Material provided:

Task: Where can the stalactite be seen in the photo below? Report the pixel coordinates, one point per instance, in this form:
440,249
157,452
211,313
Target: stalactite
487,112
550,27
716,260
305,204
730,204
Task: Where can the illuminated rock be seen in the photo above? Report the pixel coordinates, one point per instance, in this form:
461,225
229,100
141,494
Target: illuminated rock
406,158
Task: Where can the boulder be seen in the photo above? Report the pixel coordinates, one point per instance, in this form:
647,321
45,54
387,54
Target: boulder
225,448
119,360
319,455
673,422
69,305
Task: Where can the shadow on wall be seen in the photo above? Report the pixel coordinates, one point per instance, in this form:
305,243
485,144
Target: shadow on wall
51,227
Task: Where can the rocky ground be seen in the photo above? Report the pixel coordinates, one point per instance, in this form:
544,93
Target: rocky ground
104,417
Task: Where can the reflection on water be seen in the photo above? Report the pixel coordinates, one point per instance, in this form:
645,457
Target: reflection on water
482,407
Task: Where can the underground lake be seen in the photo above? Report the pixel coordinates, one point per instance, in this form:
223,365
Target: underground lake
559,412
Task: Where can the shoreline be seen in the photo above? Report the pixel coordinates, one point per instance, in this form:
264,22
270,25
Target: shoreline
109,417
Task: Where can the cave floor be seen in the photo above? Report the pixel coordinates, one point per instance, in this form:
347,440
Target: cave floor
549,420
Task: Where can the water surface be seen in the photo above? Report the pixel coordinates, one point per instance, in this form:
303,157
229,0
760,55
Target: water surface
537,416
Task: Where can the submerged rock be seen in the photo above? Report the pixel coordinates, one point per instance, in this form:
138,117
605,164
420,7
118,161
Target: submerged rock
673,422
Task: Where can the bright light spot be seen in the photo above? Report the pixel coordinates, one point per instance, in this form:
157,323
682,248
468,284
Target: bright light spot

Given instruction: Render every one of the records above as a numbered list, one entry per line, and leave out any blank lines.

Full solution:
1. Task: Where can the stalactite be seen in the photo below? Report the pixel coordinates, one point per instance, in this form:
2. 440,249
3. 157,452
4. 211,313
5. Target: stalactite
6. 487,112
7. 550,27
8. 716,260
9. 305,204
10. 730,204
11. Task: Where can the illuminated rock be seen in the photo above? Report the pixel coordinates, one point per instance, in this form:
12. 461,225
13. 229,100
14. 141,494
15. Target: illuminated rock
16. 406,158
17. Task: Where can the boulder be seen in the photo above? Report the pixel coordinates, one point per instance, in this form:
18. 647,321
19. 45,54
20. 387,54
21. Target: boulder
22. 225,448
23. 119,360
24. 319,455
25. 673,422
26. 69,305
27. Task: Where can the shadow on wall be seen in the photo above? Report the pixel coordinates, one point per instance, in this form:
28. 305,243
29. 485,144
30. Target: shadow on wall
31. 51,227
32. Task: Where can the rocky ground be seen in the photo above? Report the pixel coordinates, one point per instance, in this form:
33. 544,93
34. Target: rocky ground
35. 104,417
36. Task: Where can the reflection on water be seen in the photo above? Report the pixel coordinates, one point per instance, in this form:
37. 645,457
38. Target: reflection on water
39. 482,407
40. Task: Where can the underground lake be seen in the photo above? Report the pixel coordinates, one point per instance, in this form:
41. 223,365
42. Target: underground lake
43. 559,412
44. Task: Where can the shoreline be seen in the photo above? Report the pixel coordinates, one point per instance, in this form:
45. 264,22
46. 270,25
47. Target: shoreline
48. 109,417
49. Task: Where can the cave floor be seen in the photo above? Report the pixel coordinates, one point per instance, in this form:
50. 347,440
51. Target: cave floor
52. 549,420
53. Task: Where can the water surface be seen in the photo above? Report the pixel coordinates, one point per instance, in this form:
54. 303,157
55. 229,0
56. 760,55
57. Target: water surface
58. 537,416
59. Task: Where can the submerged rock be seen in the photo above? Report the pixel coordinates, one point per instance, in this form:
60. 138,117
61. 605,164
62. 420,7
63. 118,161
64. Target: submerged rock
65. 673,422
66. Task: Where can the bright light spot be seen in the photo above? Report the pixel coordinates, one point per instance, in this form:
67. 157,323
68. 682,248
69. 468,284
70. Target: bright light spot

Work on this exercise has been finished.